---------- Supplied text ----------

The Taxpayers ultimately filed a motion for summary judgment on all of their claims, contending that there was no genuine issue as to any material fact and that they were entitled to a judgment as a matter of law. None of the taxing authorities filed a cross-motion for summary judgment.[5] After a hearing, the circuit court entered an order that denied the Taxpayers' motion for summary judgment and dismissed with prejudice their fifth amended complaint. In its order, the circuit court ruled that the Taxpayers were unable to prove any set of facts that would entitle them to relief and rejected their privacy and equal protection claims. The Taxpayers timely appealed the circuit court's order.
The Tax Collector contends that the circuit court lacked subject matter jurisdiction as to tax years 1998 to 2001 because the Taxpayers' claims for relief for those years are barred by the statute of nonclaim in section 194.171(6), Florida Statutes (1997).[6] At the hearing on the Taxpayers' motion for summary judgment, the circuit court said that it would first resolve the Taxpayers' constitutional challenge to the required disclosure. Then, if the Taxpayers were successful in their constitutional challenge, the court could address whether the Taxpayers were entitled to an exemption only for 1997 or for 1997 through 2001.

---------- Given entries ----------

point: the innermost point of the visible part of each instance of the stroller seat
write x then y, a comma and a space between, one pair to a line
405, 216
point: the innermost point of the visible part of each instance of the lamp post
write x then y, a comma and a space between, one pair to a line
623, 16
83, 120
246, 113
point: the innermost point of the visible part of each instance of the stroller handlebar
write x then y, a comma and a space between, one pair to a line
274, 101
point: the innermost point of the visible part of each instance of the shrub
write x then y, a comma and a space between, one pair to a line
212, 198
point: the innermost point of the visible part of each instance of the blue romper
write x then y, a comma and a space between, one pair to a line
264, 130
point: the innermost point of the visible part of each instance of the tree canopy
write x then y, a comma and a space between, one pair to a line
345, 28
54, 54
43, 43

----------
---------- Given entries ----------

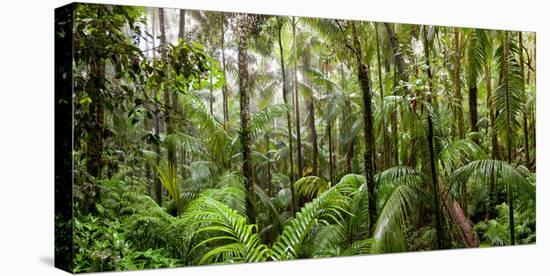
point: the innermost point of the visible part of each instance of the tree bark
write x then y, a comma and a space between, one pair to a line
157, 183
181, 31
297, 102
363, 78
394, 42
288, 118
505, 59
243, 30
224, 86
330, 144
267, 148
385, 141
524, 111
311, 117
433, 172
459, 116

----------

Problem 1
Copy the passage on the Taxpayers' appeal word for word, from "The Taxpayers ultimately" to "circuit court's order.".
Problem 2
According to the passage on the Taxpayers' appeal, what does the Tax Collector say bars the Taxpayers' claims for tax years 1998 to 2001?

Full solution 1
The Taxpayers ultimately filed a motion for summary judgment on all of their claims, contending that there was no genuine issue as to any material fact and that they were entitled to a judgment as a matter of law. None of the taxing authorities filed a cross-motion for summary judgment.[5] After a hearing, the circuit court entered an order that denied the Taxpayers' motion for summary judgment and dismissed with prejudice their fifth amended complaint. In its order, the circuit court ruled that the Taxpayers were unable to prove any set of facts that would entitle them to relief and rejected their privacy and equal protection claims. The Taxpayers timely appealed the circuit court's order.

Full solution 2
The statute of nonclaim in section 194.171(6), Florida Statutes (1997).